EXERCISE REQUIREMENTS:
Print exactly the lines below between the line holding "mark: white teacup" and the line holding "mark: almond flake", inclusive, and nothing more.

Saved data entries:
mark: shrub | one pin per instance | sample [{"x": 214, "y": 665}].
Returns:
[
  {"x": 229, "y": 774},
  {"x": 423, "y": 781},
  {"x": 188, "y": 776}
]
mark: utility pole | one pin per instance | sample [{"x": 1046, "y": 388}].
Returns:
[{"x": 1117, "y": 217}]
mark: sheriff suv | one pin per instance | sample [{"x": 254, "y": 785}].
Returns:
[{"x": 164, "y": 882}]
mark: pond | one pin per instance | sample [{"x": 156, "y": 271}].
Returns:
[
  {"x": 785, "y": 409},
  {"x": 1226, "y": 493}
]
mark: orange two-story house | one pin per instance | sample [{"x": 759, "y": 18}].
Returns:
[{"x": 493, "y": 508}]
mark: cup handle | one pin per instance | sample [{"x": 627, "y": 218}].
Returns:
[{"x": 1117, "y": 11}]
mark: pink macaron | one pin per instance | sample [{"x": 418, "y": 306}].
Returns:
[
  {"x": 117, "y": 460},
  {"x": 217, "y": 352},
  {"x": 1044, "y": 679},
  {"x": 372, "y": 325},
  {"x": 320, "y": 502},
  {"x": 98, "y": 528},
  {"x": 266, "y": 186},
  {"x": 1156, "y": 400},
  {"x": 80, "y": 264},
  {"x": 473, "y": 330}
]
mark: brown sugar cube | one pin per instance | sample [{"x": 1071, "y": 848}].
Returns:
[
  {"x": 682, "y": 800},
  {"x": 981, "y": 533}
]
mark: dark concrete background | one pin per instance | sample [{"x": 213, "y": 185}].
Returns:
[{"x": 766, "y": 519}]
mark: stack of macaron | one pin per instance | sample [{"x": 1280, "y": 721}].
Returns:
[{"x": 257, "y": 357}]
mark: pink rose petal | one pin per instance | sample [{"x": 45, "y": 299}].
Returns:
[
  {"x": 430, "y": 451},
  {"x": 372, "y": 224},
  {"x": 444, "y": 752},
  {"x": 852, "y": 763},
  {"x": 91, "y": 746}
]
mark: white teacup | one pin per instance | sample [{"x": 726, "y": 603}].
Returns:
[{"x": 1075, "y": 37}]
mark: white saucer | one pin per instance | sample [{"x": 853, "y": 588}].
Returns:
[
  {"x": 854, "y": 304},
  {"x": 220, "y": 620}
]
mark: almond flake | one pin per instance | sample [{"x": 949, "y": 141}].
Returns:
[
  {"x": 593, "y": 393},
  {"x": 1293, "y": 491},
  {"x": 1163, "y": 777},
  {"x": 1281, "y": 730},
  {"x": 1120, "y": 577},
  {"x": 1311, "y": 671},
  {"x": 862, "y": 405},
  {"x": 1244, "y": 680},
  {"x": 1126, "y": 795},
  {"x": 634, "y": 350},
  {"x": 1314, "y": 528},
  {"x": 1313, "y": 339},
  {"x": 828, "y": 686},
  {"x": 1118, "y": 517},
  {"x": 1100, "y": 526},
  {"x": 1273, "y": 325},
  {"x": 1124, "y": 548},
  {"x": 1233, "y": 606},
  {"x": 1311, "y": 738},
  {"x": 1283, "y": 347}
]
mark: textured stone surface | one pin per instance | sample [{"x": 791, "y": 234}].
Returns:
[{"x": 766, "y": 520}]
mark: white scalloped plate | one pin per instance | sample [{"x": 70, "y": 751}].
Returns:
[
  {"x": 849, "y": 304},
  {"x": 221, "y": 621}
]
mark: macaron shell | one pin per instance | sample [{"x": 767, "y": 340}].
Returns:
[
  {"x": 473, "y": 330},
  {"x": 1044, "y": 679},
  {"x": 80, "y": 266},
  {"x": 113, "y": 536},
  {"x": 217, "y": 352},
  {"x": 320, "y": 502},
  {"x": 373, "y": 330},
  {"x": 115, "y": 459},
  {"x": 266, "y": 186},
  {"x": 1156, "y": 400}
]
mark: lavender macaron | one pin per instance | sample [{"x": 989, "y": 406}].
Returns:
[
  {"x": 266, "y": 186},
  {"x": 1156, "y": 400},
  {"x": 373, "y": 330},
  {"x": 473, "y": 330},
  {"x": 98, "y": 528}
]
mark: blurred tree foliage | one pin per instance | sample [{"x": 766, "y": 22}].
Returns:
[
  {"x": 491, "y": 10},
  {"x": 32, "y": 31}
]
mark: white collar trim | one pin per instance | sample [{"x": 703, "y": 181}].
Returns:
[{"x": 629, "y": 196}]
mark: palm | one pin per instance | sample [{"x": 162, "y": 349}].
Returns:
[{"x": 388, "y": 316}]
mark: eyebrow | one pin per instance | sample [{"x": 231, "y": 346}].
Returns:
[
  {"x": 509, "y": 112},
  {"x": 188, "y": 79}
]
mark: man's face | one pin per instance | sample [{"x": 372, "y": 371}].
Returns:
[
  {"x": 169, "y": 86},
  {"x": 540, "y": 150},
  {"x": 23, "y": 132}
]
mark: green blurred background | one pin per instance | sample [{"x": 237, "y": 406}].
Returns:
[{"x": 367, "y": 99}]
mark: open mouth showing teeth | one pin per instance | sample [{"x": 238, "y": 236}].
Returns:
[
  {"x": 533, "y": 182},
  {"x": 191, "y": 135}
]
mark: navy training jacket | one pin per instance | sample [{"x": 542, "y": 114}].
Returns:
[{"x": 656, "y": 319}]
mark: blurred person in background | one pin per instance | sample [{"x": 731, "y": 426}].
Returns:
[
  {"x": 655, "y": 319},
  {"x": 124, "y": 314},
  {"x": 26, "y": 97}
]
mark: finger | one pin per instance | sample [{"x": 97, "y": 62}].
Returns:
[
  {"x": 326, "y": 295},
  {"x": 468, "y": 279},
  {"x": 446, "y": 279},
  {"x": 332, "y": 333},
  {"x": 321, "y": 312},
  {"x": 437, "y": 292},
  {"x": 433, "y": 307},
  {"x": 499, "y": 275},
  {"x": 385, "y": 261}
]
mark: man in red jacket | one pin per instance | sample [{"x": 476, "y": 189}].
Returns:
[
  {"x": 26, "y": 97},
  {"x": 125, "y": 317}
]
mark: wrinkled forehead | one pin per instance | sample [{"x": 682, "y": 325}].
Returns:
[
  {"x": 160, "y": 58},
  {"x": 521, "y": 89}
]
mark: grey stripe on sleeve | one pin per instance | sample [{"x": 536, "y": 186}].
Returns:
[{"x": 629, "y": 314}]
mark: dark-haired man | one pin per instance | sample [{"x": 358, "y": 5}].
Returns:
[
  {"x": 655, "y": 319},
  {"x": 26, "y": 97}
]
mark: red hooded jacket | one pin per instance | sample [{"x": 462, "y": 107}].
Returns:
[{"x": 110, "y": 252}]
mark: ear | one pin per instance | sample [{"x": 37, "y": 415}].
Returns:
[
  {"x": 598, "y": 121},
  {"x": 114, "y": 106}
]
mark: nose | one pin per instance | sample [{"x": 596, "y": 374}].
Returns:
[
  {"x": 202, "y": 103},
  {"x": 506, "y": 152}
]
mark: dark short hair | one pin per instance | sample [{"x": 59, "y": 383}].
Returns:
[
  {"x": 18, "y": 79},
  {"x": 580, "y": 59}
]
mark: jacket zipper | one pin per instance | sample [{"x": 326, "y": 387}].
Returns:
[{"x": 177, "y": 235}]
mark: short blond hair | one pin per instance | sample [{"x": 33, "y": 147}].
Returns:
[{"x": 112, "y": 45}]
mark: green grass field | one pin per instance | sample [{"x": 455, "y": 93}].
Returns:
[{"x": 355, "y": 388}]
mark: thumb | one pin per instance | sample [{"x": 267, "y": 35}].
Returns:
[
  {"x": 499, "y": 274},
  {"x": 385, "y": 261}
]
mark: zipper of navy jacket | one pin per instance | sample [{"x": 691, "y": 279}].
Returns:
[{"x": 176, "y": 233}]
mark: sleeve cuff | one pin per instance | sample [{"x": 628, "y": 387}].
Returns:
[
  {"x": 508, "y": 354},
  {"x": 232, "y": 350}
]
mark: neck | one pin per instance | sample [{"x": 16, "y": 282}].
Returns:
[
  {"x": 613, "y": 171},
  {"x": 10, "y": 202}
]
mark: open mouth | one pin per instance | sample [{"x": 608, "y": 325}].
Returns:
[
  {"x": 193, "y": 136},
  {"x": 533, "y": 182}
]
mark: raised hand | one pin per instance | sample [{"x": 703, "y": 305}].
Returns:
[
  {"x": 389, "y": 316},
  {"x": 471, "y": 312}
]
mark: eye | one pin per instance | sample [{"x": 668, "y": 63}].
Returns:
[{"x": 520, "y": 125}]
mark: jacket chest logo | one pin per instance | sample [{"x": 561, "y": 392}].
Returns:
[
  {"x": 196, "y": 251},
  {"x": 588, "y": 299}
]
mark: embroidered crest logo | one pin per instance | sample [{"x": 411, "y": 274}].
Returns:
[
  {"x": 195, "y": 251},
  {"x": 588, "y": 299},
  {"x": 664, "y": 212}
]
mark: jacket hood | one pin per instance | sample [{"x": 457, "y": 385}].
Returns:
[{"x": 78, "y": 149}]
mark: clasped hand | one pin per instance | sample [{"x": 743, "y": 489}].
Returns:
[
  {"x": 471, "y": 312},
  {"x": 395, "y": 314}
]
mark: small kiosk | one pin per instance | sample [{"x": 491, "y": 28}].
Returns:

ANSWER FOR THIS EXERCISE:
mark: white teacup | one pin per instance | sample [{"x": 726, "y": 603}].
Returns:
[{"x": 1075, "y": 37}]
mark: white saucer | one pin per instance | sample [{"x": 853, "y": 588}].
Returns:
[
  {"x": 854, "y": 304},
  {"x": 220, "y": 620}
]
mark: almond flake | one pin per instance | sample [{"x": 949, "y": 141}].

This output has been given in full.